対象の本文 →
説明

カーボンナノチューブ複合構造体および粘着部材

【課題】基材上に複数のカーボンナノチューブ柱状構造体を備えたカーボンナノチューブ複合構造体であって、180°に折り曲げが可能である優れた柔軟性を有するとともに、優れた熱伝導率および優れた導電率を発現できる、カーボンナノチューブ複合構造体を提供する。また、そのようなカーボンナノチューブ複合構造体を含む粘着部材を提供する。
【解決手段】本発明のカーボンナノチューブ複合構造体は、基材上に複数のカーボンナノチューブ柱状構造体を備えたカーボンナノチューブ複合構造体であって、該基材のヤング率が90〜130GPaである。

【発明の詳細な説明】
【技術分野】
【0001】
本発明は、カーボンナノチューブ複合構造体に関する。詳細には、本発明は、基材上に複数のカーボンナノチューブ柱状構造体を備えたカーボンナノチューブ複合構造体に関する。本発明は、また、該カーボンナノチューブ複合構造体を含む粘着部材に関する。
【背景技術】
【0002】
カーボンナノチューブについては、その優れた熱的特性や電気的特性などから、様々な機能性材料への展開が期待されている。このため、カーボンナノチューブに関し、生産性、用途等、種々の検討がなされている。カーボンナノチューブを機能性材料として実用化させていくためには、例えば、複数のカーボンナノチューブ柱状構造体からなるカーボンナノチューブ集合体とし、その集合体の特性を向上させていくことが挙げられる。
【0003】
カーボンナノチューブ集合体の用途としては、例えば、粘着剤が挙げられる(特許文献1、特許文献2)。産業用途の粘着剤としては、種々の材料が使われているが、そのほとんどは柔軟にバルク設計された粘弾性体である。粘弾性体は、そのモジュラスの低さから被着体にぬれて馴染み、接着力を発揮する。一方、カーボンナノチューブは、その直径がナノサイズであるため、被着体の表面凹凸に追従し、ファンデルワールス力によって接着力を発揮することが明らかとなっている。

問題と課題 →
**A.** 本文で【】に囲まれた見出しのうち、数字だけのものを除いてすべて挙げよ。
**B.** 本文を二文で要約せよ。
**C.** カーボンナノチューブ複合構造体を扱う本文の続きを、最後の文の後から書いてください。

提供リスト →
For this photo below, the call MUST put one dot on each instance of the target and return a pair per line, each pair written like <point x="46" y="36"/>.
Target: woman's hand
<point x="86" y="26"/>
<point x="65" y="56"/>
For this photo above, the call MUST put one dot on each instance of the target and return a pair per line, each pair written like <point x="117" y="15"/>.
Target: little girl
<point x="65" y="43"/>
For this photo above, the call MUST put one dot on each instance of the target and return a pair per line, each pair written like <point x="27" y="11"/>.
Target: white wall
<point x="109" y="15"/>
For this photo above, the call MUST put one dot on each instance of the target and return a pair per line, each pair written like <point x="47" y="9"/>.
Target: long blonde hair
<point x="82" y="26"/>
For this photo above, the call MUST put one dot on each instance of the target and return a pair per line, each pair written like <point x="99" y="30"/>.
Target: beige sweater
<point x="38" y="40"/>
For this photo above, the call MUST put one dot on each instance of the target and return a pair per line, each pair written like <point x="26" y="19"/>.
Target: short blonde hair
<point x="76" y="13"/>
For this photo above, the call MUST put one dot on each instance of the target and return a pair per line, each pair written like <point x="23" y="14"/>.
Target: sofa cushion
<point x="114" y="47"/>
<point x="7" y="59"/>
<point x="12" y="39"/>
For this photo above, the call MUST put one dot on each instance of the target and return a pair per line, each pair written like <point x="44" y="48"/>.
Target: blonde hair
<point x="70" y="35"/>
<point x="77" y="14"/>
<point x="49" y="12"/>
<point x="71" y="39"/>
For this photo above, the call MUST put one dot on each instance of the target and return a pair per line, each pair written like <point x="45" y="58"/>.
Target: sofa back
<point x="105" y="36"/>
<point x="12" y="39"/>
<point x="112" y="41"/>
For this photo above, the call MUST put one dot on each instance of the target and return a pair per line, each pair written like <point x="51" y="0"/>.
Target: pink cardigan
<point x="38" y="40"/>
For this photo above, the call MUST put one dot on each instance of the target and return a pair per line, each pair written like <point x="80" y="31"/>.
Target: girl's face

課題別の解答 →
**A.** 課題、解決手段、発明の詳細な説明、技術分野、背景技術

**B.** 本文の課題は、基材上に複数のカーボンナノチューブ柱状構造体を備え、180°に折り曲げが可能な柔軟性と優れた熱伝導率および導電率を発現できるカーボンナノチューブ複合構造体と、それを含む粘着部材を提供することである。その解決手段として、基材のヤング率を90〜130GPaとすることが示されている。

**C.**
【0004】
複数のカーボンナノチューブ柱状構造体からなるカーボンナノチューブ集合体を基材上に備えたカーボンナノチューブ複合構造体は、粘着部材等の様々な用途に適用することが可能である。
【0005】
カーボンナノチューブ複合構造体は、一般に、基材上にて化学蒸着気相法(CVD法)によりカーボンナノチューブを成長形成させて製造される。化学蒸着気相法(CVD法)によるカーボンナノチューブの成長形成は一般に400〜800℃あたりの高温下で行われる。このため、基材としては、高温下でも高い耐久性を示すシリコン基板が代表的に用いられている。
【0006】
しかし、シリコン基板は高価であるという問題がある。また、シリコン基板は硬直であるため、柔軟性(例えば、180°に折り曲げが可能であるなど)が求められる用途に適用し難いという問題がある。さらに、シリコン基板はカーボンナノチューブに比べて熱伝導率や導電率が大きく劣るため、カーボンナノチューブの有する優れた熱伝導率や導電率を活かす用途に適用しようとする場合には、複数のカーボンナノチューブ柱状構造体からなるカーボンナノチューブ集合体を、シリコン基板から別の基材に転写する必要があり、製造コストが高くなるという問題がある。
【先行技術文献】
【特許文献】
【0007】
【特許文献1】米国特許出願公開第2004/0071870号
【特許文献2】米国特許出願公開第2006/0068195号
【発明の概要】
【発明が解決しようとする課題】
【0008】
本発明の目的は、基材上に複数のカーボンナノチューブ柱状構造体を備えたカーボンナノチューブ複合構造体であって、180°に折り曲げが可能である優れた柔軟性を有するとともに、優れた熱伝導率および優れた導電率を発現できる、カーボンナノチューブ複合構造体を提供することにある。また、そのようなカーボンナノチューブ複合構造体を含む粘着部材を提供することにある。
【課題を解決するための手段】
【0009】
本発明のカーボンナノチューブ複合構造体は、基材上に複数のカーボンナノチューブ柱状構造体を備えたカーボンナノチューブ複合構造体であって、該基材のヤング率が90〜130GPaである。
【0010】
好ましい実施形態においては、上記基材の熱伝導率が100W/mK以上である。
【0011】
好ましい実施形態においては、上記基材の導電率が1.0×10−1・Ω−1以上である。
【0012】
好ましい実施形態においては、上記基材が、銅、または銅を50重量%以上含む銅合金のいずれかからなる。
【0013】
好ましい実施形態においては、上記カーボンナノチューブ柱状構造体の先端の25℃における対ガラスせん断接着力が15N/cm以上である。
【0014】
本発明の別の実施形態においては、粘着部材を提供する。本発明の粘着部材は、本発明のカーボンナノチューブ複合構造体を含む。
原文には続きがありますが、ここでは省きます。